> [Short exercise] Render every line of the records below as a JSON array of strings, one string per line, with blank lines omitted.

> [Dataset rows]
▶

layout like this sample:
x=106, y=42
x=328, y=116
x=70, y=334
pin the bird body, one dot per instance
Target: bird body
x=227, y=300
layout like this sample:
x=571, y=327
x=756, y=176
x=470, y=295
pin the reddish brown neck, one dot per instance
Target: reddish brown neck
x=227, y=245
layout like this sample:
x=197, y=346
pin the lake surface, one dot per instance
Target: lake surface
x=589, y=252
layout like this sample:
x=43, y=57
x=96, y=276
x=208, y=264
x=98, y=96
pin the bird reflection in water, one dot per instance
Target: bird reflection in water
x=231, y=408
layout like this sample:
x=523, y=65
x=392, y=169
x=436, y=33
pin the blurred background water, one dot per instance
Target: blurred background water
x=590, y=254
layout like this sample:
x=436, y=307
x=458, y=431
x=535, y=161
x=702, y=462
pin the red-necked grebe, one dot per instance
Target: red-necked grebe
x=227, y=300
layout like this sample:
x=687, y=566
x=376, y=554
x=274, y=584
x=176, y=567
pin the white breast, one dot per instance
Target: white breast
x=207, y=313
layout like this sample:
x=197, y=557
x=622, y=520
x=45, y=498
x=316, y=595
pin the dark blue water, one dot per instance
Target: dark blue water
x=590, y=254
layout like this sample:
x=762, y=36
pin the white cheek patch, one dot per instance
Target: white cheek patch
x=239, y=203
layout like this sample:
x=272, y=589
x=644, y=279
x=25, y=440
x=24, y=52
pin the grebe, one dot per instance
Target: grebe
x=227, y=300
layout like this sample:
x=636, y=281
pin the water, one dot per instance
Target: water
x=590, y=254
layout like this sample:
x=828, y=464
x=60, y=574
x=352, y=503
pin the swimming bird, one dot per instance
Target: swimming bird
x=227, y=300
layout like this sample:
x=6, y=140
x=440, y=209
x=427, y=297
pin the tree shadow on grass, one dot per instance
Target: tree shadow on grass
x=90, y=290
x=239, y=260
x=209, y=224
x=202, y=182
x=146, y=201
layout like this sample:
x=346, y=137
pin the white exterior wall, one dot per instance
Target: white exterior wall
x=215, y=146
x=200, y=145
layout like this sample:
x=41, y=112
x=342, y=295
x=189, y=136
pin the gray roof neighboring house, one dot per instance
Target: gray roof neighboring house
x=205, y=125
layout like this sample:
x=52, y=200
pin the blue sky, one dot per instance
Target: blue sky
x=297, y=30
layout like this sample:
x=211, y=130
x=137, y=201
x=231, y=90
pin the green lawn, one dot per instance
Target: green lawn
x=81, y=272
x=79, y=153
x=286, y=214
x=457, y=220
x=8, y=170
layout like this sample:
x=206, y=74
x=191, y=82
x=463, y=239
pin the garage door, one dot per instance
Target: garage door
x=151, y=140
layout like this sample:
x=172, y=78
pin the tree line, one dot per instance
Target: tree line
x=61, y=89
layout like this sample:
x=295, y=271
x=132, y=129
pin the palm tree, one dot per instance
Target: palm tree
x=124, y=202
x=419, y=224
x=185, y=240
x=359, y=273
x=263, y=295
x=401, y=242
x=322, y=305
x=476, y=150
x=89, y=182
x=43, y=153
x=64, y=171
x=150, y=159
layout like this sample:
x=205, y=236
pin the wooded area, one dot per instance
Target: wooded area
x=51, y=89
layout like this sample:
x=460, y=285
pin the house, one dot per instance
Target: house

◀

> [The result]
[
  "layout like this sample:",
  "x=106, y=42",
  "x=328, y=116",
  "x=70, y=334",
  "pin the bird body, one dot per instance",
  "Target: bird body",
  "x=227, y=300",
  "layout like this sample:",
  "x=571, y=327",
  "x=756, y=176",
  "x=470, y=295",
  "pin the reddish brown neck, one dot per instance",
  "Target: reddish brown neck",
  "x=227, y=245",
  "layout like this sample:",
  "x=197, y=346",
  "pin the lake surface, one dot per instance",
  "Target: lake surface",
  "x=589, y=252",
  "layout like this sample:",
  "x=43, y=57",
  "x=96, y=276",
  "x=208, y=264",
  "x=98, y=96",
  "pin the bird reflection in water, one dot per instance",
  "Target: bird reflection in water",
  "x=231, y=408",
  "layout like this sample:",
  "x=523, y=65",
  "x=392, y=169",
  "x=436, y=33",
  "pin the blurred background water, one dot per instance",
  "Target: blurred background water",
  "x=590, y=254",
  "layout like this sample:",
  "x=436, y=307",
  "x=458, y=431",
  "x=535, y=161",
  "x=702, y=462",
  "pin the red-necked grebe, one dot per instance",
  "Target: red-necked grebe",
  "x=227, y=300",
  "layout like this sample:",
  "x=687, y=566",
  "x=376, y=554",
  "x=274, y=584",
  "x=176, y=567",
  "pin the white breast, one dot per instance",
  "Target: white breast",
  "x=207, y=313",
  "layout like this sample:",
  "x=197, y=557",
  "x=622, y=520",
  "x=45, y=498",
  "x=316, y=595",
  "pin the dark blue water, one dot per instance",
  "Target: dark blue water",
  "x=590, y=254",
  "layout like this sample:",
  "x=762, y=36",
  "pin the white cheek patch, one dot per instance",
  "Target: white cheek patch",
  "x=239, y=203",
  "layout like this sample:",
  "x=272, y=589",
  "x=644, y=279",
  "x=25, y=440",
  "x=24, y=52",
  "pin the grebe, one dot per instance",
  "Target: grebe",
  "x=227, y=300",
  "layout like this sample:",
  "x=636, y=281",
  "pin the water, one dot per instance",
  "Target: water",
  "x=590, y=254",
  "layout like this sample:",
  "x=828, y=464",
  "x=60, y=574",
  "x=352, y=503",
  "pin the swimming bird, one dot per instance",
  "Target: swimming bird",
  "x=227, y=300",
  "layout like this sample:",
  "x=6, y=140",
  "x=440, y=209",
  "x=427, y=297",
  "pin the tree shadow on grass, one dot per instance",
  "Target: tree shadow on grass",
  "x=90, y=290",
  "x=239, y=260",
  "x=209, y=224",
  "x=202, y=182",
  "x=146, y=201",
  "layout like this sample:",
  "x=346, y=137",
  "pin the white exterior wall, one dot per instance",
  "Target: white exterior wall",
  "x=215, y=146",
  "x=200, y=145",
  "layout like this sample:",
  "x=41, y=112",
  "x=342, y=295",
  "x=189, y=136",
  "pin the gray roof neighboring house, one dot per instance",
  "Target: gray roof neighboring house",
  "x=205, y=125",
  "layout like this sample:",
  "x=52, y=200",
  "pin the blue sky, one dot per instance",
  "Target: blue sky",
  "x=297, y=30",
  "layout like this sample:",
  "x=211, y=130",
  "x=137, y=201",
  "x=231, y=90",
  "pin the green lawn, one dot per instance",
  "Target: green lawn",
  "x=81, y=272",
  "x=79, y=153",
  "x=286, y=214",
  "x=457, y=220",
  "x=8, y=170",
  "layout like this sample:",
  "x=206, y=74",
  "x=191, y=82",
  "x=463, y=239",
  "pin the garage door, one dot per instance",
  "Target: garage door",
  "x=151, y=140",
  "layout like this sample:",
  "x=172, y=78",
  "pin the tree line, one dot per instance",
  "Target: tree line",
  "x=61, y=89",
  "layout like this sample:",
  "x=295, y=271",
  "x=132, y=129",
  "pin the palm tree, one dot per instance",
  "Target: palm tree",
  "x=124, y=202",
  "x=419, y=224",
  "x=185, y=240",
  "x=359, y=273",
  "x=263, y=295",
  "x=401, y=242",
  "x=322, y=305",
  "x=476, y=150",
  "x=89, y=182",
  "x=43, y=153",
  "x=64, y=171",
  "x=150, y=159",
  "layout like this sample:",
  "x=205, y=236",
  "pin the wooded area, one dot per instance",
  "Target: wooded area",
  "x=51, y=89",
  "layout like this sample:",
  "x=460, y=285",
  "pin the house, one dot per instance",
  "Target: house"
]